Recorded data:
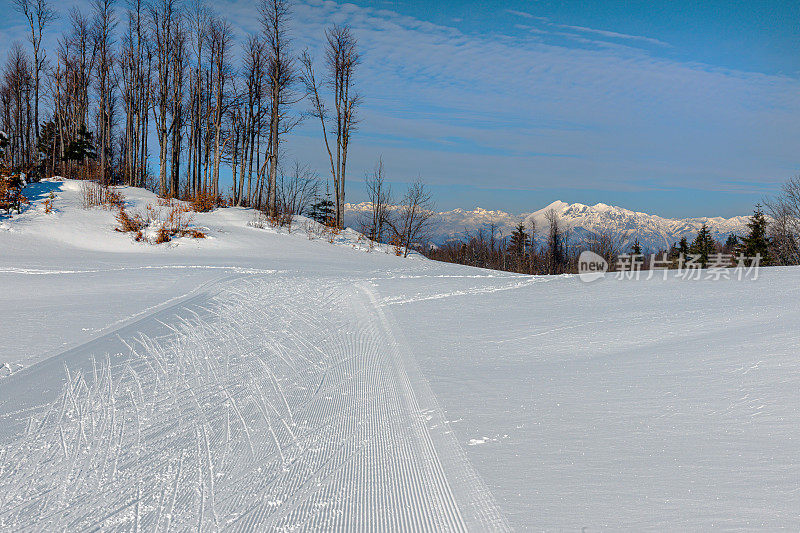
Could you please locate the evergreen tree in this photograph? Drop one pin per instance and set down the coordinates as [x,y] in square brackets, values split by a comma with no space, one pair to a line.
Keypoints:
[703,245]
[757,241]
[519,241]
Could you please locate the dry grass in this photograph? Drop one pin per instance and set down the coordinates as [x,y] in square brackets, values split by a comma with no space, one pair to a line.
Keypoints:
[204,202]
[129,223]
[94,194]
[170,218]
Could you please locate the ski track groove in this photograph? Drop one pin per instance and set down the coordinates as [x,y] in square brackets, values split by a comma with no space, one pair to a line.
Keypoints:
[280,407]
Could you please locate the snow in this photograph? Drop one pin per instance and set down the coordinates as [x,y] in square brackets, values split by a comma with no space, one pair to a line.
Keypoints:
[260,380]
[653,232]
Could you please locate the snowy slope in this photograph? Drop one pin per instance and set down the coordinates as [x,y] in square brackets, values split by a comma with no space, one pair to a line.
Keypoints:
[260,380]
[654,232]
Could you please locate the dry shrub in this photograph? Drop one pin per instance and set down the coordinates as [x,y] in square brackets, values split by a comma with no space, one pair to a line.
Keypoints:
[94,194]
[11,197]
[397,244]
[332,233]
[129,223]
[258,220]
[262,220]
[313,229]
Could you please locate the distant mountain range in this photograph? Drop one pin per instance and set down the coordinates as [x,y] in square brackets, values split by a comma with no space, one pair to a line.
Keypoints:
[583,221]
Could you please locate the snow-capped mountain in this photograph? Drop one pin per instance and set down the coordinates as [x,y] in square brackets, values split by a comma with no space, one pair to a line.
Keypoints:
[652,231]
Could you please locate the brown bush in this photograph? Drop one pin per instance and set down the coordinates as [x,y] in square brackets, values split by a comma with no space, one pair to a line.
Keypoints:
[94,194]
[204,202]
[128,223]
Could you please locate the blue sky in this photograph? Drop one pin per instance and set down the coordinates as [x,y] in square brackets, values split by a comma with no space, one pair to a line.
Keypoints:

What is asked:
Edit the lines starting with the line that contains "Could you please locate the snow-capped" and going on through the last line, changing every "photograph" to "image" and keeping everything else the same. Return only those lines.

Answer:
Could you please locate the snow-capped mountain in this image? Drop one pin per instance and set down the coordinates as [x,y] in square brackets, values split by a comma with no space, one pair to a line.
Keypoints:
[652,231]
Could you please locate the brown bush in this image? Drop one pin per instance and set down the coordinates as [x,y] in square brackets, values split by a comma with no space, one pair to a line.
Keypoints:
[94,194]
[204,202]
[128,223]
Could you please locate the blue sky in this image? Drop one pin per instance and set down the coordinates as [x,y] in square brackets, values split by a comma with no space, one pair to a line.
Keypoints:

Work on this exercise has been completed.